> What is expected
Please copy out the rows below, from the line with "I would be grateful for your help with the orange" up to and including the line with "point(1104, 430)", keeping every line as it appears.

> Available data
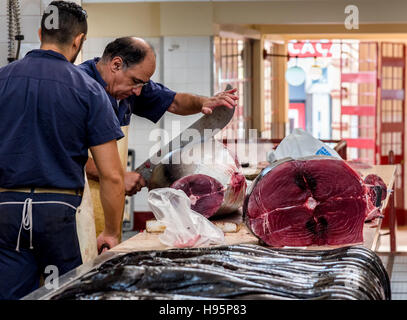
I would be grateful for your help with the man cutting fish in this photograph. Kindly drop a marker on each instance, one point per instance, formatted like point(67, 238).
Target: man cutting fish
point(52, 114)
point(124, 70)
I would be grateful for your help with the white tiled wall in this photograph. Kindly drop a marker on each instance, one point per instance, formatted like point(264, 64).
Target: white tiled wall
point(31, 11)
point(187, 68)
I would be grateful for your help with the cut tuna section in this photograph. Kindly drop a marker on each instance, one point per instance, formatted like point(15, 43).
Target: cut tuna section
point(377, 193)
point(213, 180)
point(312, 201)
point(205, 192)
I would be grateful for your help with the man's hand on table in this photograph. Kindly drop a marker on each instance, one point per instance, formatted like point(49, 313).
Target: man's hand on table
point(109, 241)
point(225, 98)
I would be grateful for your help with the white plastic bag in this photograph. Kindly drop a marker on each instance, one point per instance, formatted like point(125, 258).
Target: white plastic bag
point(184, 228)
point(300, 144)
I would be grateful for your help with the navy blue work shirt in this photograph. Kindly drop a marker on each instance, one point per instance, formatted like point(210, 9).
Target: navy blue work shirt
point(152, 103)
point(51, 113)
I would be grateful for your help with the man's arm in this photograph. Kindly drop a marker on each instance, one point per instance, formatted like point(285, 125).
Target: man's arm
point(133, 181)
point(186, 104)
point(108, 164)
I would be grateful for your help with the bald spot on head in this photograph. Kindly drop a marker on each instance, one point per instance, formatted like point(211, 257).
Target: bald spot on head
point(131, 50)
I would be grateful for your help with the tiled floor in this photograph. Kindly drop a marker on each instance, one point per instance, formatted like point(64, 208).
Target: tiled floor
point(396, 263)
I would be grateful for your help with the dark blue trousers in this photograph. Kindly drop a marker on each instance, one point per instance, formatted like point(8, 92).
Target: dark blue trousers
point(49, 238)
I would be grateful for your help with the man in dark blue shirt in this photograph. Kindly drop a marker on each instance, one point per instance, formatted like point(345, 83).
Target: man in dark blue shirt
point(52, 113)
point(124, 71)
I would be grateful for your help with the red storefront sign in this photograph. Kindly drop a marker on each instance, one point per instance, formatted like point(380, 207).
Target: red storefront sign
point(309, 49)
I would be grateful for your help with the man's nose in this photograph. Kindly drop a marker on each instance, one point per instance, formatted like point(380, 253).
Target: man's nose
point(137, 91)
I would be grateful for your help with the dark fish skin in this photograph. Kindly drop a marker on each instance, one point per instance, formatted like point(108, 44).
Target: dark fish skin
point(236, 272)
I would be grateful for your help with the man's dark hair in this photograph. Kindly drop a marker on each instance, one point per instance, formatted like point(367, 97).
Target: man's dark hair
point(71, 22)
point(126, 48)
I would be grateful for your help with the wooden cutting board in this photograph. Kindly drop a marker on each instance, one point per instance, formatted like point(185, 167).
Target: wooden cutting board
point(228, 224)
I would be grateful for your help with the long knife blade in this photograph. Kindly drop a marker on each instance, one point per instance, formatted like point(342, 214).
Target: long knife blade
point(216, 121)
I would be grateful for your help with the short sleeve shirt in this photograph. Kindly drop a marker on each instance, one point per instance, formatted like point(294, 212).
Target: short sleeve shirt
point(152, 103)
point(51, 113)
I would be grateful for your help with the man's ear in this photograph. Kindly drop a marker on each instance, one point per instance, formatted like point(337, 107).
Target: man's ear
point(116, 64)
point(78, 41)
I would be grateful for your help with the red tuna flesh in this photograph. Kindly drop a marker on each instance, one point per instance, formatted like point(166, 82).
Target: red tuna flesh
point(307, 202)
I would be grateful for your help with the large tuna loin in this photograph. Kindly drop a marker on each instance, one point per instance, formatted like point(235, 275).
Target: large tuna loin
point(209, 175)
point(310, 201)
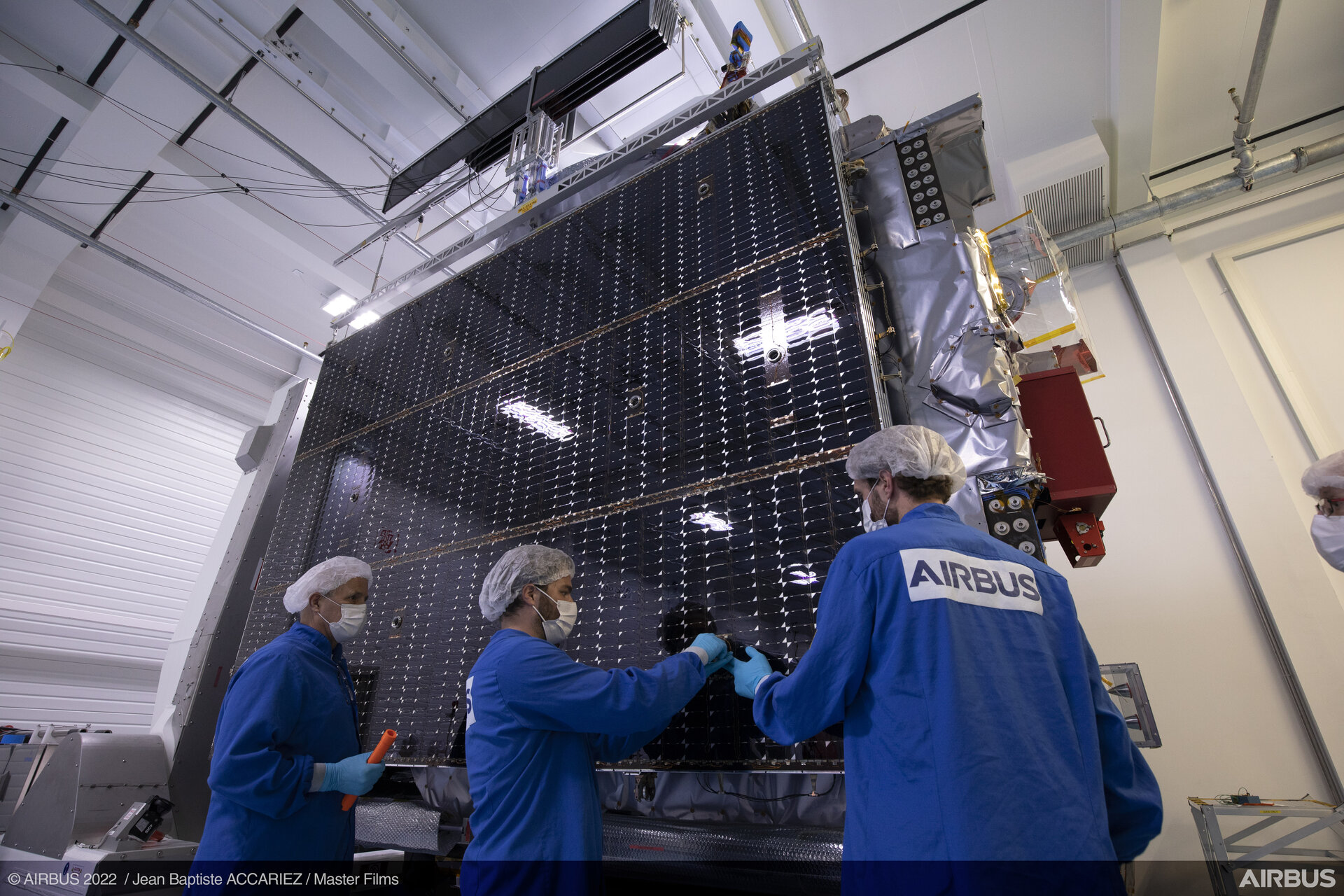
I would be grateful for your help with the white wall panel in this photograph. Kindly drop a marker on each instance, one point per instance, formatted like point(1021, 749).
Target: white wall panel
point(111, 495)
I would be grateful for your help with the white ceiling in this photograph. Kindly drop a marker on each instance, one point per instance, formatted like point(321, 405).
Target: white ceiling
point(1149, 76)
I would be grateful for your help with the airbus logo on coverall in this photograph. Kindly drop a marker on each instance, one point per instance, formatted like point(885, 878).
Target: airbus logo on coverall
point(934, 573)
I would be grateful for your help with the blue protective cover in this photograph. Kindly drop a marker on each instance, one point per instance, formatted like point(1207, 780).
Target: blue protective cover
point(537, 722)
point(976, 726)
point(290, 704)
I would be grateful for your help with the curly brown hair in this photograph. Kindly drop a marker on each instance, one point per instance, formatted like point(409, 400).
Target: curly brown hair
point(933, 489)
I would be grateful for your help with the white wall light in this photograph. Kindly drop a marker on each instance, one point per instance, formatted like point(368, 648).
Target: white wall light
point(365, 320)
point(796, 330)
point(536, 418)
point(339, 304)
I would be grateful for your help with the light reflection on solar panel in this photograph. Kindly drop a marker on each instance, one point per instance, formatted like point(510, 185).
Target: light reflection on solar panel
point(596, 387)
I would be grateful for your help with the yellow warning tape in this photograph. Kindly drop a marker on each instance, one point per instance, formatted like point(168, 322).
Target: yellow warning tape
point(1008, 222)
point(1049, 336)
point(983, 242)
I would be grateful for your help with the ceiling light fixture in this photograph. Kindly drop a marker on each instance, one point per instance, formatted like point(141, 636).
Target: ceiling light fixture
point(534, 416)
point(365, 320)
point(339, 304)
point(711, 522)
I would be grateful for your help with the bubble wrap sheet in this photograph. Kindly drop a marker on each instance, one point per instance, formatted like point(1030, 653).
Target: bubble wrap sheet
point(397, 822)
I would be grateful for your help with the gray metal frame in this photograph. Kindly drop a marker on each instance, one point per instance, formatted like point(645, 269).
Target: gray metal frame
point(1218, 846)
point(85, 789)
point(870, 331)
point(1266, 615)
point(204, 678)
point(689, 115)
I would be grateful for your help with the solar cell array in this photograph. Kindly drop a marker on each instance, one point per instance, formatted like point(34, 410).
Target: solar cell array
point(663, 383)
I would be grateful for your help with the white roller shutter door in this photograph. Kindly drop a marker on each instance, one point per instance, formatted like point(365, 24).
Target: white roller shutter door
point(111, 495)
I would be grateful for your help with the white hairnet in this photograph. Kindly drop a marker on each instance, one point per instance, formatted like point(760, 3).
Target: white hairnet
point(523, 566)
point(1327, 473)
point(906, 450)
point(326, 578)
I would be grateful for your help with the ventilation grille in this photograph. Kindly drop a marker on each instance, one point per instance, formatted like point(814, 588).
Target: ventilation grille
point(1072, 203)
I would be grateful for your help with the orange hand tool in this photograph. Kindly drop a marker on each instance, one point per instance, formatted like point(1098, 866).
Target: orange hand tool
point(385, 743)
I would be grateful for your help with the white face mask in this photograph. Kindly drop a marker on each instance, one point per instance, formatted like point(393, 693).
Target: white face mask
point(1328, 535)
point(556, 630)
point(866, 516)
point(351, 621)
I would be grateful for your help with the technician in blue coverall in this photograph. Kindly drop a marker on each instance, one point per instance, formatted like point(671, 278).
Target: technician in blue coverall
point(537, 722)
point(976, 724)
point(286, 743)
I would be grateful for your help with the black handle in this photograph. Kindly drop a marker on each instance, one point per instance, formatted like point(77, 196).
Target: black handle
point(1104, 430)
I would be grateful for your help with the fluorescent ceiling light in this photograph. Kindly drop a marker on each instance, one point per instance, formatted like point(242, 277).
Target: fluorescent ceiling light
point(339, 304)
point(365, 320)
point(711, 522)
point(534, 416)
point(796, 330)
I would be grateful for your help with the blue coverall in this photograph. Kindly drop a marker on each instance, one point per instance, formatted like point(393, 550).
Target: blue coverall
point(290, 704)
point(537, 722)
point(976, 724)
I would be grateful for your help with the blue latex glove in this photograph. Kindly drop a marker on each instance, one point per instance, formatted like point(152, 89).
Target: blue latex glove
point(353, 776)
point(718, 652)
point(748, 675)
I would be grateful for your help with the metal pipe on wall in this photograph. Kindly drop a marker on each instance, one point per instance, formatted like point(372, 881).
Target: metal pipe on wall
point(163, 279)
point(237, 115)
point(1246, 108)
point(1199, 194)
point(1262, 609)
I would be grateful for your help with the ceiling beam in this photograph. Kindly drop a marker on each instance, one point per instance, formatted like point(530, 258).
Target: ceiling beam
point(237, 115)
point(153, 274)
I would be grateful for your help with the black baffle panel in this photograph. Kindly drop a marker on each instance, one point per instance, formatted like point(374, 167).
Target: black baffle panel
point(663, 383)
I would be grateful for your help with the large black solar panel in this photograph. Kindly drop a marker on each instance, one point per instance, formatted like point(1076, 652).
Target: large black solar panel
point(663, 383)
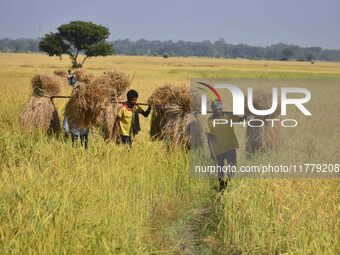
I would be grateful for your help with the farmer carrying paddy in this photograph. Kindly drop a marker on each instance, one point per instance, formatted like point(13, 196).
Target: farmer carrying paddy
point(70, 78)
point(128, 117)
point(75, 132)
point(222, 142)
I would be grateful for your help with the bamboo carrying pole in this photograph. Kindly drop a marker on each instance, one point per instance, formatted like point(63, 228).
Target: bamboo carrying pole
point(52, 97)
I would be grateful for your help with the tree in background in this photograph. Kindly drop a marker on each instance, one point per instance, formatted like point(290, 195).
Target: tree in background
point(77, 37)
point(287, 53)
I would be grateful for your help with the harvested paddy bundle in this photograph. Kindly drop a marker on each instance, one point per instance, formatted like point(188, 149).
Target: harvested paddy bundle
point(40, 111)
point(265, 136)
point(60, 73)
point(95, 103)
point(83, 76)
point(170, 118)
point(46, 85)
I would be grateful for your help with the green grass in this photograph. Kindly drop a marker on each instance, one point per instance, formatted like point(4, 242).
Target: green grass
point(55, 199)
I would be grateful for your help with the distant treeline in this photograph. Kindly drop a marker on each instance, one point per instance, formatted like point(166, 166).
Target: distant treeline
point(206, 48)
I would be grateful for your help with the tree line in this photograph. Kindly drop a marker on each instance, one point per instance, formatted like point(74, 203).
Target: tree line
point(219, 49)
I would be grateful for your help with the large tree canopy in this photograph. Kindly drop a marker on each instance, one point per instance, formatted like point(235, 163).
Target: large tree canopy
point(77, 37)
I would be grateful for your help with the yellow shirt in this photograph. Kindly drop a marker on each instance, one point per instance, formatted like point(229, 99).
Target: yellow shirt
point(223, 135)
point(124, 116)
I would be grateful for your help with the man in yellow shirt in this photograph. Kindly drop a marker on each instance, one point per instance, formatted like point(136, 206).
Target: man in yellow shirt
point(222, 141)
point(128, 119)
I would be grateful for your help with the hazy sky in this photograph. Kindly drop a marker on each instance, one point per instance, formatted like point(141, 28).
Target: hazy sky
point(254, 22)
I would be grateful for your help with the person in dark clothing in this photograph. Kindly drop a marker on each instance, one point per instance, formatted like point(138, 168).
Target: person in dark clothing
point(83, 133)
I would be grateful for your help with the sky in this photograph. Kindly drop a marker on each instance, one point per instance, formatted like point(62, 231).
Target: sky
point(253, 22)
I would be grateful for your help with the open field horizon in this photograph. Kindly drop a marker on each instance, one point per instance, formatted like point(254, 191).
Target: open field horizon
point(55, 199)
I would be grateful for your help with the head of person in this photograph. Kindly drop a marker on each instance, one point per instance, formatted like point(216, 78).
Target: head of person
point(132, 97)
point(216, 106)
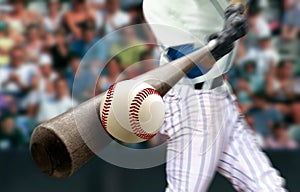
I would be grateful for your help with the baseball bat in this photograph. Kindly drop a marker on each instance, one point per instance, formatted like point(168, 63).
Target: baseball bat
point(59, 148)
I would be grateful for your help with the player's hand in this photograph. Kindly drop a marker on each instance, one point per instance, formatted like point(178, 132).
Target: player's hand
point(235, 27)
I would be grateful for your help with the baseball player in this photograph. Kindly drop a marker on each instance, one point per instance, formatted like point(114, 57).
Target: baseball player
point(206, 131)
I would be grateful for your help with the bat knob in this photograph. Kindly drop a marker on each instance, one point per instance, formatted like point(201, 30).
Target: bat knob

> Task output
I would be grateful for your help with the orange hand tool in this photograph. Kindly drop a marker on each instance, one point per instance, formatted like point(1098, 866).
Target: orange hand tool
point(385, 743)
I would be grateful for your help with the white face mask in this photograph. Kindly drop a marker on each instance, one point per instance, formatted like point(393, 693).
Target: white face mask
point(1328, 535)
point(556, 630)
point(866, 516)
point(351, 621)
I would be grateful for your help with the technician in blue coverall in this photograph. Kindly drop a marker on each instance, one point per instance, formatted like point(671, 278).
Target: technician in blue coverall
point(537, 722)
point(976, 724)
point(286, 743)
I would be grateful for your help with the black handle in this photograph. Kindly drop a marker on each instance, one point per instance, formatted like point(77, 196).
Target: black handle
point(1104, 430)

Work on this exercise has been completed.